_REQUIREMENT_. Copy the entries below starting at the line containing "In this exercise you will find the fisherman's" and ending at the line containing "[(129, 102)]", requests included, offsetting every coordinate in the answers by -103.

* Begin DATA SUPPLIED *

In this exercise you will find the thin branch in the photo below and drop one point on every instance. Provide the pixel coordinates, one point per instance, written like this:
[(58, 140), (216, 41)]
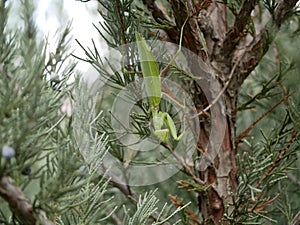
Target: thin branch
[(236, 33), (19, 204), (277, 160), (161, 17), (124, 188), (186, 168), (249, 128), (296, 220), (283, 10)]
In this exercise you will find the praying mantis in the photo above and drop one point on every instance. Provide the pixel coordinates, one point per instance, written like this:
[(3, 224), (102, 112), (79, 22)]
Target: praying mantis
[(152, 81)]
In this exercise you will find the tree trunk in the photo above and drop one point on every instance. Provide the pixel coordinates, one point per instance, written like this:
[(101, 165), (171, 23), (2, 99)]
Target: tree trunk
[(230, 52)]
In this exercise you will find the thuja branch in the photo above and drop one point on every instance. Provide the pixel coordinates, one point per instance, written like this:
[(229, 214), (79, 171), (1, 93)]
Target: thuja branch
[(278, 159), (19, 204)]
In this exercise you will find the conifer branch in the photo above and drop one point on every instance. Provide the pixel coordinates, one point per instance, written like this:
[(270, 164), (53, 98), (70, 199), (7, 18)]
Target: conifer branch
[(278, 159), (19, 204)]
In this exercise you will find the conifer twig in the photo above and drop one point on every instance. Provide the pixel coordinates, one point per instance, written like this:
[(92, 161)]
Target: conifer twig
[(19, 204), (249, 128), (279, 157)]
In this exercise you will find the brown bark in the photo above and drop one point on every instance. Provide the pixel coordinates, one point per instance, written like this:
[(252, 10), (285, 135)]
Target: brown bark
[(231, 54)]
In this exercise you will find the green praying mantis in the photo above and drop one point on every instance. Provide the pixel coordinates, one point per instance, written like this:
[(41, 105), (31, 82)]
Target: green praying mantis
[(152, 81)]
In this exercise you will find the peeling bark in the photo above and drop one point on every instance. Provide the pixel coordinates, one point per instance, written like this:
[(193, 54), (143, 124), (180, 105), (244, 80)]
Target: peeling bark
[(227, 50)]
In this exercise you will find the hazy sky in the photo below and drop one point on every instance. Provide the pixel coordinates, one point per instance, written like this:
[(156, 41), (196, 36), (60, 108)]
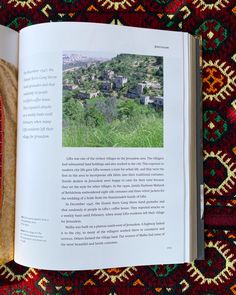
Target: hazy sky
[(94, 54)]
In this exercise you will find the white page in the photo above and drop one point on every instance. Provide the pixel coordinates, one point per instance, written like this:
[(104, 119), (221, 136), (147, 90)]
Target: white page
[(42, 239), (8, 97), (9, 45)]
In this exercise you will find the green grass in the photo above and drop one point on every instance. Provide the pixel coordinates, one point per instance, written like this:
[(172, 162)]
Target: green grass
[(139, 131)]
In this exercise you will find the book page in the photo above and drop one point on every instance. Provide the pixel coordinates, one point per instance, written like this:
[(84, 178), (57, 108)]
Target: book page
[(101, 142), (8, 102)]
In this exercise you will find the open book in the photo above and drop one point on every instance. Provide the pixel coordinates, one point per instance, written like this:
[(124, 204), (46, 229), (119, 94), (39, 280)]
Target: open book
[(106, 153)]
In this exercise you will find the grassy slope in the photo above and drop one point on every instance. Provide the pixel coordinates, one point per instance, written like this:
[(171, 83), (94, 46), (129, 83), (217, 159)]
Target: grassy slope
[(145, 132)]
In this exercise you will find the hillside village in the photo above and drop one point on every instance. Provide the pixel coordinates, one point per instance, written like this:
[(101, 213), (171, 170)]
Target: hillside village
[(124, 76)]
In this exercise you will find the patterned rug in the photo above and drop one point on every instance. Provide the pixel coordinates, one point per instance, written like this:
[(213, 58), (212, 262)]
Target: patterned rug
[(215, 21)]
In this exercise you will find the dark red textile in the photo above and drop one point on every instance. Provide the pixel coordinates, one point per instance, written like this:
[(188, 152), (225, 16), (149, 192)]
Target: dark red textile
[(215, 21)]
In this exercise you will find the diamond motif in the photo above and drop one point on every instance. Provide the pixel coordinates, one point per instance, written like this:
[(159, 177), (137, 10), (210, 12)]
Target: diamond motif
[(213, 34)]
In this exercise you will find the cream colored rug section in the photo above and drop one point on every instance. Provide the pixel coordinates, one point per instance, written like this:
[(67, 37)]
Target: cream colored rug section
[(8, 91)]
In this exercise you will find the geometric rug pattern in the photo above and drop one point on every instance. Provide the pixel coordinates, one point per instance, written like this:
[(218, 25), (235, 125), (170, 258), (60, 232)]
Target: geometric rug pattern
[(215, 21)]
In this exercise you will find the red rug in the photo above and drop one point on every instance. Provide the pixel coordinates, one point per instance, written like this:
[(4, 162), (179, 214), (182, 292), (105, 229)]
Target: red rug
[(215, 21)]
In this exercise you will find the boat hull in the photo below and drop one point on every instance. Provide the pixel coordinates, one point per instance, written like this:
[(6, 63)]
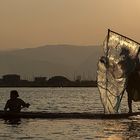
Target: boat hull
[(74, 115)]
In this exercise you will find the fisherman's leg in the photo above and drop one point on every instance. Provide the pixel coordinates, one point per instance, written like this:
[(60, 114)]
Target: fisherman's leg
[(129, 102)]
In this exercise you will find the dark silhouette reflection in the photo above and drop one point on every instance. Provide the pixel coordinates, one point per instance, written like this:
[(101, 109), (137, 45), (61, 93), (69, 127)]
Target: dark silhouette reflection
[(13, 121)]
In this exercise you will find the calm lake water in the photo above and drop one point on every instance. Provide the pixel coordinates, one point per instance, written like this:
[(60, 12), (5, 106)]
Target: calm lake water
[(67, 100)]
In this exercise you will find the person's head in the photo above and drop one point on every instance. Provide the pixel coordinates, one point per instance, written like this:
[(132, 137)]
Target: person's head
[(13, 94), (124, 51)]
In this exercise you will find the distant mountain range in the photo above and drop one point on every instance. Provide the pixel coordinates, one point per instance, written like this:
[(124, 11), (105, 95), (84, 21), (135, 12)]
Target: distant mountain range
[(51, 60)]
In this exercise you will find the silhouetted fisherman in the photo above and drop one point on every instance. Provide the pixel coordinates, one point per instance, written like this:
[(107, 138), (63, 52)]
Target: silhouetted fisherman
[(133, 69), (15, 104)]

* End DATA SUPPLIED *

_SOLUTION FOR THIS PROBLEM_.
In this exercise you will find the fisherman's leg in the photo above and drop one point on every instance. Provide the pixel coordinates, one point per instance, written like this:
[(60, 114)]
Target: fisherman's leg
[(26, -1)]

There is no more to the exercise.